- [Directions] Copy the listing from its start down through the line containing "<point>14,15</point>", substituting "vehicle roof" for every occurrence of "car roof" and leaving everything else unchanged.

=-=-=-=-=

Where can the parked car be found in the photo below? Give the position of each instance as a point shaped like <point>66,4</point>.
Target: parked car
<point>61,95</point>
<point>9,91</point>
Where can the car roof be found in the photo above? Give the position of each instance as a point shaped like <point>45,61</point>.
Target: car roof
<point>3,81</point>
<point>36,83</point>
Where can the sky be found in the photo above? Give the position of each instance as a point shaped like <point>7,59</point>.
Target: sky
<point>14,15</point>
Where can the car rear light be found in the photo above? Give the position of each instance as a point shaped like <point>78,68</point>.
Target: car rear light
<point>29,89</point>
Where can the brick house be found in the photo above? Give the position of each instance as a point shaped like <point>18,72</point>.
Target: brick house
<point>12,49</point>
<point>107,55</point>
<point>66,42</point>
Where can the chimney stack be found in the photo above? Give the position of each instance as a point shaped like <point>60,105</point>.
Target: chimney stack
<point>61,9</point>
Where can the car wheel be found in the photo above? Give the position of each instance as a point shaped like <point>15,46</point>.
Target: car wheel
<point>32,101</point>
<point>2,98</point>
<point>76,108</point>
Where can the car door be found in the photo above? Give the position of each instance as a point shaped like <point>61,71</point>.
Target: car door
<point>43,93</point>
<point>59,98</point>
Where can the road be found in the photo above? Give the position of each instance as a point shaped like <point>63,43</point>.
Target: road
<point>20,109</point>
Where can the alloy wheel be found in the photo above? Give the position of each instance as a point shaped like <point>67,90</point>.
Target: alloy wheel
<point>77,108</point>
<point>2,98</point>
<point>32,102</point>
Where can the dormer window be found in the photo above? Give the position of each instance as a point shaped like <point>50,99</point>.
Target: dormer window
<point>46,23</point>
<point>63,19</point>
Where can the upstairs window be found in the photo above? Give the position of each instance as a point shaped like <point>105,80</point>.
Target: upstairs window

=-=-=-=-=

- [Solution to this exercise]
Where can the parked car be found in the photo below? Give the position of each instance as a point shaped like <point>66,4</point>.
Target: parked car
<point>61,95</point>
<point>9,91</point>
Where can the vehicle roof be found in the photo above? Give the position of each instance as a point shaped like <point>45,61</point>.
Target: vehicle roof
<point>3,81</point>
<point>36,83</point>
Where can the sky be found in the photo above? Give the position of each instance as a point shaped like <point>7,59</point>.
Target: sky
<point>14,15</point>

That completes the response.